> TASK DETAILS
Please restate every line of the material below, from the line containing "Teacher note: have the class pick out the man" through the end of the material, keeping the wording unchanged. Scale each coordinate in the answers by 1.9 and round it to a whole number, with halves rounding up; give only those lines.

Rows from a pointing dataset:
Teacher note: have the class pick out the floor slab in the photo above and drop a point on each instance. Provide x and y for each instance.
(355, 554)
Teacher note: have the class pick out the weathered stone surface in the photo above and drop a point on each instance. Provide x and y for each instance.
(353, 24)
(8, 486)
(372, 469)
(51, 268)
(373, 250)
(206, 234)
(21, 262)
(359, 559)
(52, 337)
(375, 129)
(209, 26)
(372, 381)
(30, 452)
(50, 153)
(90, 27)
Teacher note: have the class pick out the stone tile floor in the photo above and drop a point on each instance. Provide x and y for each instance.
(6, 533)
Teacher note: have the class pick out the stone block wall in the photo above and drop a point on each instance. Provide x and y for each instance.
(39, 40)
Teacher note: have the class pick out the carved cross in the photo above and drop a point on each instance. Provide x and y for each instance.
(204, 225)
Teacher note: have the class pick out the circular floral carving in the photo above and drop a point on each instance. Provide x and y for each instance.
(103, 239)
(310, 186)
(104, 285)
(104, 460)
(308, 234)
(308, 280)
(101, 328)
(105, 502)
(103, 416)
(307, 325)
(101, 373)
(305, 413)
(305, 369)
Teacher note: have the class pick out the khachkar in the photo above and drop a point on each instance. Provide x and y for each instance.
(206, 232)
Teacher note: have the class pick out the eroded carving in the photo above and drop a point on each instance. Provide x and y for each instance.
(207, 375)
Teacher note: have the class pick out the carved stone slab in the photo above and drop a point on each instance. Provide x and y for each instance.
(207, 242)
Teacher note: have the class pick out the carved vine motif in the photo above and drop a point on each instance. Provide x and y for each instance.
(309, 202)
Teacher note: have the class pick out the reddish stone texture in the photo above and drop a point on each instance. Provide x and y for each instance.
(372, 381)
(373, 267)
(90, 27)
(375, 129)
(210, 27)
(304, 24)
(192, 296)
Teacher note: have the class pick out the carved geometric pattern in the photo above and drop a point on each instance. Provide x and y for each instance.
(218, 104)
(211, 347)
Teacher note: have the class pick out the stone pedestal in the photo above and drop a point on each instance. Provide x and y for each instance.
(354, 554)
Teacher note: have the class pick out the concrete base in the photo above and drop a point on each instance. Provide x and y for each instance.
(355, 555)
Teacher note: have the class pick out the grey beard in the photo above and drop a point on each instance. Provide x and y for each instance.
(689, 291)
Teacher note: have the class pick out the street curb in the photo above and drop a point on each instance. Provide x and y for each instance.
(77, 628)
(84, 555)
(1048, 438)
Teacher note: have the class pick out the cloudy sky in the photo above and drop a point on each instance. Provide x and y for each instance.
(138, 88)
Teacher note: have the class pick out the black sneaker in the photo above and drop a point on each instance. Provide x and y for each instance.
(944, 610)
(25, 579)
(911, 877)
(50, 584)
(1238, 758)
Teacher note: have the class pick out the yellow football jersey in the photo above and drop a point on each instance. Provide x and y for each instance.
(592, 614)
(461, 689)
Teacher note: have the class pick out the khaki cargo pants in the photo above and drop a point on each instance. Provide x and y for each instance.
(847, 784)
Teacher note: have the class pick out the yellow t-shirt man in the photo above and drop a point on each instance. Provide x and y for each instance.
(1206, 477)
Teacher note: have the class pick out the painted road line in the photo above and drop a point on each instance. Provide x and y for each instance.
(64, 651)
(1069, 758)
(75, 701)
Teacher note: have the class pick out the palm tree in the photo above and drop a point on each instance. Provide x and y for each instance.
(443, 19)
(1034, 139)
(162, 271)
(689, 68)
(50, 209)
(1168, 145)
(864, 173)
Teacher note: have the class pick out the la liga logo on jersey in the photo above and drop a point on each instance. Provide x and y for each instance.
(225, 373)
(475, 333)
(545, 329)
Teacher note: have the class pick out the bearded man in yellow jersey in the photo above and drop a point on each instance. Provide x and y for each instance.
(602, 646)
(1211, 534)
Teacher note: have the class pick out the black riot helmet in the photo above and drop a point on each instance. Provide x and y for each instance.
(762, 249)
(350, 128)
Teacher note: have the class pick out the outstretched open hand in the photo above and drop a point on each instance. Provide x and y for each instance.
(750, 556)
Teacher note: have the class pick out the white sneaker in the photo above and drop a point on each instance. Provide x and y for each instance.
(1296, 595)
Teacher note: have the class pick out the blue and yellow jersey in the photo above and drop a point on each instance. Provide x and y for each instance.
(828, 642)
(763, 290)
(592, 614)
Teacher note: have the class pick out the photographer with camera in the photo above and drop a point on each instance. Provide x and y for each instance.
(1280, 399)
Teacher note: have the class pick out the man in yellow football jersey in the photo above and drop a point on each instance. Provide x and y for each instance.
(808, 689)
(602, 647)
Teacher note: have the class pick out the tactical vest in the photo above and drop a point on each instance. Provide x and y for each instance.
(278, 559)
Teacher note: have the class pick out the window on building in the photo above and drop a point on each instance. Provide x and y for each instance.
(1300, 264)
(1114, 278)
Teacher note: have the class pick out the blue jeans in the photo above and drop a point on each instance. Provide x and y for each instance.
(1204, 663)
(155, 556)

> RIGHT ANSWER
Teacher note: have the class pick out the man in yellow football jersey in the photo above and drop a point on each instance. Provide x and y for each instance.
(1535, 1309)
(1144, 1229)
Teacher note: have the class pick out the tactical vest in the photo above and drop a point on each instance. Provide x and y for each instance.
(528, 1062)
Teacher note: have the class pick out the window on building in the photo above and drop a point on each instance. Provide x and y for each instance.
(2470, 502)
(2117, 528)
Teacher note: have the class pick out the blue jeans in the photo above and drop a point on each instance. Provide x and y for each instance.
(2288, 1260)
(295, 1056)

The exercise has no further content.